PROVIDED PASSAGE:

■ ■ ■

Australians who leave their assets in a trust for estate planning purposes or own an investment property bought before 1985 face a death tax by stealth under little-known proposals hidden in the Budget papers.
Inheritance tax was abolished nationally in 1979 and in every State since 1982 while a capital gains tax was introduced in 1985 at the Federal level for homes that are rented out.
But a proposal from Treasurer Jim Chalmers to impose a minimum 30 per cent tax on family trusts from July 1, 2028, could effectively amount to a death duty, tax accountants and lawyers say.
“You might not call that a death duty but certainty the effect of it is one,” estate planning solicitor and law firm founder Rachael Rofe told The Nightly.
“This is just one of a new range of measures that’s been introduced on the income generated on inheritance.”
To ensure assets are distributed only to intended loved ones, discretionary testamentary trusts are often used to safeguard a beneficiary of an estate from having a gold-digging, estranged spouse challenge them in court over a will.

■ ■ ■

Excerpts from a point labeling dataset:
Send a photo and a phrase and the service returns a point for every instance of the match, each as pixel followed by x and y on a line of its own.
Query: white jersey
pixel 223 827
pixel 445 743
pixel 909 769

■ ■ ■

LIST OF TASKS:
1. According to the article on the proposed family trust tax, in what year was inheritance tax abolished nationally in Australia?
2. From the article on the proposed family trust tax, write out the part that opens with the words containing "To ensure assets" and closes with "over a will.", swapping "loved ones" for "family members".

ANSWER SET:
1. 1979

2.
To ensure assets are distributed only to intended family members, discretionary testamentary trusts are often used to safeguard a beneficiary of an estate from having a gold-digging, estranged spouse challenge them in court over a will.